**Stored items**
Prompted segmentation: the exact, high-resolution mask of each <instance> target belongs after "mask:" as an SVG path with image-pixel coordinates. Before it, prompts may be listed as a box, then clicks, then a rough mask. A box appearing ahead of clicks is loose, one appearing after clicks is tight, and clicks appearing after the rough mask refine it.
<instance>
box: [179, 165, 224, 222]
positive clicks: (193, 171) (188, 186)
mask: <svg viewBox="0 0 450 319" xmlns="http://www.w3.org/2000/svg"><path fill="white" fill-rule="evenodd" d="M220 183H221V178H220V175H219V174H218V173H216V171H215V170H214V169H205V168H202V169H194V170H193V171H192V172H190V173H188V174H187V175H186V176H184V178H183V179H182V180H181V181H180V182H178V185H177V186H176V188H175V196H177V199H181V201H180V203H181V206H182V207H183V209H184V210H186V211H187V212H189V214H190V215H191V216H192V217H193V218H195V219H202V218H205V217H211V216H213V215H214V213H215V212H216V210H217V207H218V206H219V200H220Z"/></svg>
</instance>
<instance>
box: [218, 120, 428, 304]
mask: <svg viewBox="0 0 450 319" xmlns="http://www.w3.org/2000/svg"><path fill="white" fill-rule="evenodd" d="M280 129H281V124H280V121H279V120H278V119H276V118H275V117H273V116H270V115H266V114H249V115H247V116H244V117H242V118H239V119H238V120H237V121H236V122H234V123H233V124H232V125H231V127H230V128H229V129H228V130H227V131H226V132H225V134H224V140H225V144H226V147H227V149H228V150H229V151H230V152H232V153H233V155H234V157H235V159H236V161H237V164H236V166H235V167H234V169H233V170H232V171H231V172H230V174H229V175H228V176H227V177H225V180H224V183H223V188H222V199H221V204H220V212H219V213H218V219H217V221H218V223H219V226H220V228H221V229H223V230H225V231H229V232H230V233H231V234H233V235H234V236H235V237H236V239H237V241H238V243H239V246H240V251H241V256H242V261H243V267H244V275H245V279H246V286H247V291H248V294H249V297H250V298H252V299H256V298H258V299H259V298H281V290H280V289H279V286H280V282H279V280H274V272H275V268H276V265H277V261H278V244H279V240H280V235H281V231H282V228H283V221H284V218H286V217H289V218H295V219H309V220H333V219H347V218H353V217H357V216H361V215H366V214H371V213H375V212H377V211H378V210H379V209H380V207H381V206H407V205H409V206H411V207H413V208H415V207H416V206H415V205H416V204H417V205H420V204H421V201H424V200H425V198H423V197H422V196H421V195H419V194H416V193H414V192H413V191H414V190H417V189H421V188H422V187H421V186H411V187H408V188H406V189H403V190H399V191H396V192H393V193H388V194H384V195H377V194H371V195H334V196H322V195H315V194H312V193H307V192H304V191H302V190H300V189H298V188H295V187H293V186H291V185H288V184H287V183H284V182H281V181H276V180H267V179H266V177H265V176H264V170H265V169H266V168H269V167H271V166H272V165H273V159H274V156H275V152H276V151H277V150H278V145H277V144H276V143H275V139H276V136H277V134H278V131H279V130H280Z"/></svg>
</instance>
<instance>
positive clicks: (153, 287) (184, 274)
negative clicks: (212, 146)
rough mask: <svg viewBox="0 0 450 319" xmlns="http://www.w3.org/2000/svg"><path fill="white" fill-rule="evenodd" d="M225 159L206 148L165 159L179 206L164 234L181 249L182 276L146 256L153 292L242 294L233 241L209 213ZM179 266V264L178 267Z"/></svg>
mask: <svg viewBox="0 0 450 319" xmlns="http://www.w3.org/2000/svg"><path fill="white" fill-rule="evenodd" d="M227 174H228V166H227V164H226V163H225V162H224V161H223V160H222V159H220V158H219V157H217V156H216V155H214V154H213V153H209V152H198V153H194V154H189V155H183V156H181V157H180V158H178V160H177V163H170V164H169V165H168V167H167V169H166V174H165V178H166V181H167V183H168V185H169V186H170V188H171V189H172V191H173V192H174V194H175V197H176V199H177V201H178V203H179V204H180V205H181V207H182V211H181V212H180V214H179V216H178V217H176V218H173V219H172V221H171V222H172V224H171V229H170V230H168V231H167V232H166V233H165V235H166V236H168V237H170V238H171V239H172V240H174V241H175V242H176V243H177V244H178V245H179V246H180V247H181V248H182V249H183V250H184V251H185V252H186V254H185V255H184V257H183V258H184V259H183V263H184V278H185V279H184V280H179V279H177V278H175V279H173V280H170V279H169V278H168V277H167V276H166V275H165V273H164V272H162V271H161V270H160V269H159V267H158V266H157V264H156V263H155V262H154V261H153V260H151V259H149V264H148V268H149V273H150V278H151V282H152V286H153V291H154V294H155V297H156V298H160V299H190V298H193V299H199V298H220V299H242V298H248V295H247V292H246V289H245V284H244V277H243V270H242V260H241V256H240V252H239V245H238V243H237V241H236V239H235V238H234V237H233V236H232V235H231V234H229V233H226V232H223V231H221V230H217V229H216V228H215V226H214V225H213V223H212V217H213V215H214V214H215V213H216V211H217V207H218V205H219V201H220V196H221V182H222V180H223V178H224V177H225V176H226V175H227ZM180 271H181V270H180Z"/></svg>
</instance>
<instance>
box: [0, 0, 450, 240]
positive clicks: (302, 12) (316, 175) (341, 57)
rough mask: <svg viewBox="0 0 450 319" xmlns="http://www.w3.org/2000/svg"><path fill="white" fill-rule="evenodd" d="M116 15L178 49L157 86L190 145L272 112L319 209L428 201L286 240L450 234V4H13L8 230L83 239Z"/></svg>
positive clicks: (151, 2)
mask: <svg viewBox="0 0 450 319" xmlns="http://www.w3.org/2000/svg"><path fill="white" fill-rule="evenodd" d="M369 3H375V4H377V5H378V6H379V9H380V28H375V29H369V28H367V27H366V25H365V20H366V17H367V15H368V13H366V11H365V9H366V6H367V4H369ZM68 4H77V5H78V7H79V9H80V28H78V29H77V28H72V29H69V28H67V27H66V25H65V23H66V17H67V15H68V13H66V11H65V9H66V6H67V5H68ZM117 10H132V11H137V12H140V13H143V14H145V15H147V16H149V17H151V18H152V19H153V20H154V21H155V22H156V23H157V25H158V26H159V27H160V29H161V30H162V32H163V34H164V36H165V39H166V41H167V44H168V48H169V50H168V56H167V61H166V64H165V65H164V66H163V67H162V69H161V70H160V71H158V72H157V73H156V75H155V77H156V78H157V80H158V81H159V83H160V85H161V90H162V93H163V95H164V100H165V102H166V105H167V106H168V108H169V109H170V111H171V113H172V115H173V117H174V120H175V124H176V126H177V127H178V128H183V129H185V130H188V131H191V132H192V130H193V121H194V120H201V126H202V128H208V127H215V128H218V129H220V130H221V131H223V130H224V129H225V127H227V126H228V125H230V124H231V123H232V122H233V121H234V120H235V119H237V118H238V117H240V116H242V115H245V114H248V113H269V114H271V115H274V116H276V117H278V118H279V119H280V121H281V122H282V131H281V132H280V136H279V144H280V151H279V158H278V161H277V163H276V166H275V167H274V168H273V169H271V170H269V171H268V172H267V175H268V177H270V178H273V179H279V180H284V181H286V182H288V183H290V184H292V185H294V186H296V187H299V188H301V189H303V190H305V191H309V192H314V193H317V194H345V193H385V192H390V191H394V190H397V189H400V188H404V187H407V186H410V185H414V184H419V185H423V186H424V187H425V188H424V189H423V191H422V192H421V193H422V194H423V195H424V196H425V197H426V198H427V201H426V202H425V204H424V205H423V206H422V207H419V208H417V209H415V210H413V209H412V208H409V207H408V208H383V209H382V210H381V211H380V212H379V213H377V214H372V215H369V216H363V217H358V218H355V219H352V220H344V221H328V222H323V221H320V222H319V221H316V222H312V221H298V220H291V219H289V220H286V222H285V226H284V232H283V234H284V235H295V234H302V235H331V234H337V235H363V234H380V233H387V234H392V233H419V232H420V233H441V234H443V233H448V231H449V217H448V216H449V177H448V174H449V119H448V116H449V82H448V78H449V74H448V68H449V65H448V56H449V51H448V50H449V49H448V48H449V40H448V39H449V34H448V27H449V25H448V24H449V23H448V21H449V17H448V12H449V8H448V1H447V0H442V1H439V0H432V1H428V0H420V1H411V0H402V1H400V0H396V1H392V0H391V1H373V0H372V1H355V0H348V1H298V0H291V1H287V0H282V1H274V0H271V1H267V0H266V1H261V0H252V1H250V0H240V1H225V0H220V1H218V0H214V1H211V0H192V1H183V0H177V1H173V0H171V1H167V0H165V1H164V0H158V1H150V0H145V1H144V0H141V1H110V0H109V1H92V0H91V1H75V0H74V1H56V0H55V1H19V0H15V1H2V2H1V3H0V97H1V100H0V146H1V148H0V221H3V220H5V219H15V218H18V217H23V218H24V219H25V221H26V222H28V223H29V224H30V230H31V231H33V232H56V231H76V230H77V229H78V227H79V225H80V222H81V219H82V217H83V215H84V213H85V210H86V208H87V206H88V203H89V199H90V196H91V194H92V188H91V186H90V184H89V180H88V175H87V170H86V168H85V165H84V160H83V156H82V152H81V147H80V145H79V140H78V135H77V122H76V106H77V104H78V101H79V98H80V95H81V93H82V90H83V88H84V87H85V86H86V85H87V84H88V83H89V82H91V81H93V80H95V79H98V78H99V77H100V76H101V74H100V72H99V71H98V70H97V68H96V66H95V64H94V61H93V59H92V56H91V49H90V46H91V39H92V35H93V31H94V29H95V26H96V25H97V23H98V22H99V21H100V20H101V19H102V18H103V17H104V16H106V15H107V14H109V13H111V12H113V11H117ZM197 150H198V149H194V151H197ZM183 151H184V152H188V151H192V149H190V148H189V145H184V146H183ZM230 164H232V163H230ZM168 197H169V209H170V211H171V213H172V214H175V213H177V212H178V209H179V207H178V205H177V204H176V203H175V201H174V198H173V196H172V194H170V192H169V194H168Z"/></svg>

**Assigned task**
Rewrite the entries from the very first line through the line containing "box: [179, 165, 224, 222]", both included, with every occurrence of "rough mask" changed to "coarse mask" and nothing else altered.

**Answer area**
Prompted segmentation: the exact, high-resolution mask of each <instance> target belongs after "mask:" as an SVG path with image-pixel coordinates. Before it, prompts may be listed as a box, then clicks, then a coarse mask. A box appearing ahead of clicks is loose, one appearing after clicks is tight, and clicks appearing after the coarse mask refine it.
<instance>
box: [179, 165, 224, 222]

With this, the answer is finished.